» **Recorded information**
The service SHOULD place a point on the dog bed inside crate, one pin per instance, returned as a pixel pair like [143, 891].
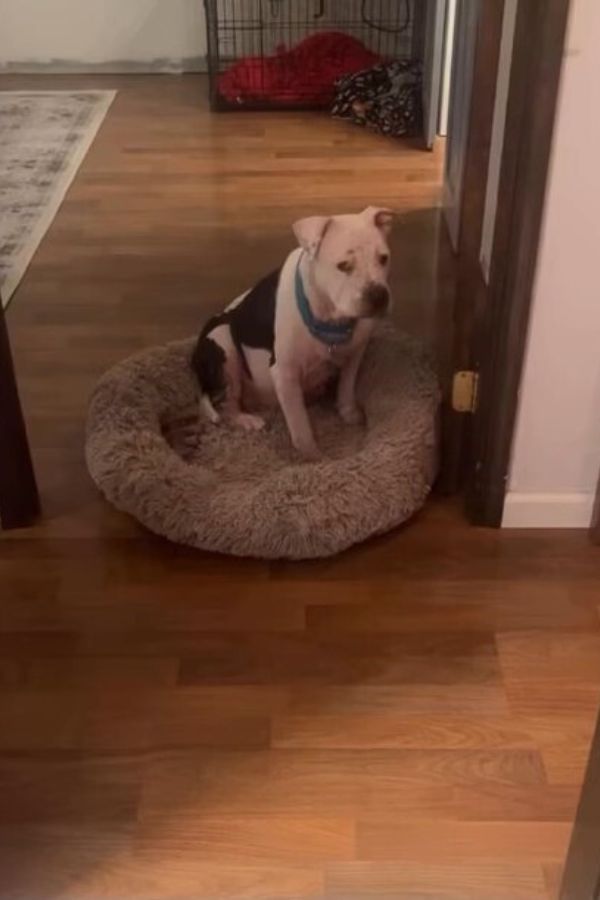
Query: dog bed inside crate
[222, 489]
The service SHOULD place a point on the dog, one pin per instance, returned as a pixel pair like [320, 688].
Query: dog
[284, 340]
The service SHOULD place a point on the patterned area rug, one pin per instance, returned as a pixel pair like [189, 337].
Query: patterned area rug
[44, 136]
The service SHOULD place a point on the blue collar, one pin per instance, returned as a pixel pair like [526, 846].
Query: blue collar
[333, 332]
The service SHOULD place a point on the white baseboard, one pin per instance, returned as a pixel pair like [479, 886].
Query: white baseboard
[160, 66]
[547, 510]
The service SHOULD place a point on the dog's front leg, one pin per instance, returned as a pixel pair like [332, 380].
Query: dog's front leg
[291, 399]
[348, 408]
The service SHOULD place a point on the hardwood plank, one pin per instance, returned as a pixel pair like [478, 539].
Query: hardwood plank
[442, 881]
[396, 839]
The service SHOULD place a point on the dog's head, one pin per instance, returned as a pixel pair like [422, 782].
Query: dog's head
[350, 256]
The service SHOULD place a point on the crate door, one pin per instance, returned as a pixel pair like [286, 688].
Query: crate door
[433, 56]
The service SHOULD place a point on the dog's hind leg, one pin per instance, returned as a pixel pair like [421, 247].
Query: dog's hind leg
[233, 407]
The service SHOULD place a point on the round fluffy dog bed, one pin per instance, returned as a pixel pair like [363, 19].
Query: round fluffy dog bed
[249, 494]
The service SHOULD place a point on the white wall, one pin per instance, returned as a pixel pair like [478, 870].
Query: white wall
[158, 33]
[556, 452]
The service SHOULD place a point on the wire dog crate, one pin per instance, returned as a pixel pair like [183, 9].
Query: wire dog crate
[284, 54]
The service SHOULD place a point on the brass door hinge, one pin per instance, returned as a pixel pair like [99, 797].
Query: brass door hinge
[464, 391]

» **Work item**
Can you retype every record above exactly, leaving out the pictures?

» **Answer for the task**
The service SHOULD place a point on the dog bed inside crate, one pin per instance, returned as a pixel pair like [143, 891].
Query: dog bed inside crate
[222, 489]
The service SHOULD place a point on the dog, one pin per instance, returned as a pixel pair like [320, 688].
Query: dog
[284, 340]
The service SHOULD place a point on the patterned area rug, one pin per instance, returned as a pixel pair like [189, 337].
Query: patterned area rug
[44, 136]
The service SHOULD place a point on the blue collar, one pin per instance, returned as a pixel pair like [526, 846].
Query: blue collar
[333, 332]
The service SHOULD place a point on the white baseboard, one pin per instance, returned as a pixel pair like [479, 886].
Query: white baseboard
[160, 66]
[547, 510]
The service SHOULD place a point on the dog's front leg, one pin per instance, returned as a pixel pair like [332, 380].
Query: dog's front leg
[291, 399]
[348, 408]
The service SHOULD place a point on the hardwood plank, one pin per instance, returned as a pixel pair like [478, 539].
Query: hardwood plank
[442, 881]
[396, 839]
The service SHOULD place a point on the dog's head, one pin per instance, returned as a pixel pair like [422, 782].
Query: dog's head
[350, 256]
The service SHOULD place a point on the crate door, one pin per instance, returned as a pixel pair like [286, 688].
Query: crate door
[433, 56]
The service SHOULD place a point on the dog's hind leg, one pin per instance, returned as a pixel pair like [421, 247].
Query: dog's hind leg
[233, 407]
The service SHOULD place a point on the round fluffy dog bed, one pin per instance, returned as a pixel pair like [363, 19].
Query: round fluffy dog bed
[249, 494]
The service SHOULD place a point on the white wall, one pin per instance, returned as a pixel pair like [478, 870].
Query: white wall
[158, 33]
[556, 452]
The service SHOULD place a point on the wire dog crate, one pin per instance, returned as a pixel pair like [183, 9].
Query: wire dog crate
[284, 54]
The service SHOULD place a point on the brass door hinge, one pin per instance, returned as a pixel pair like [99, 797].
Query: brass door hinge
[464, 391]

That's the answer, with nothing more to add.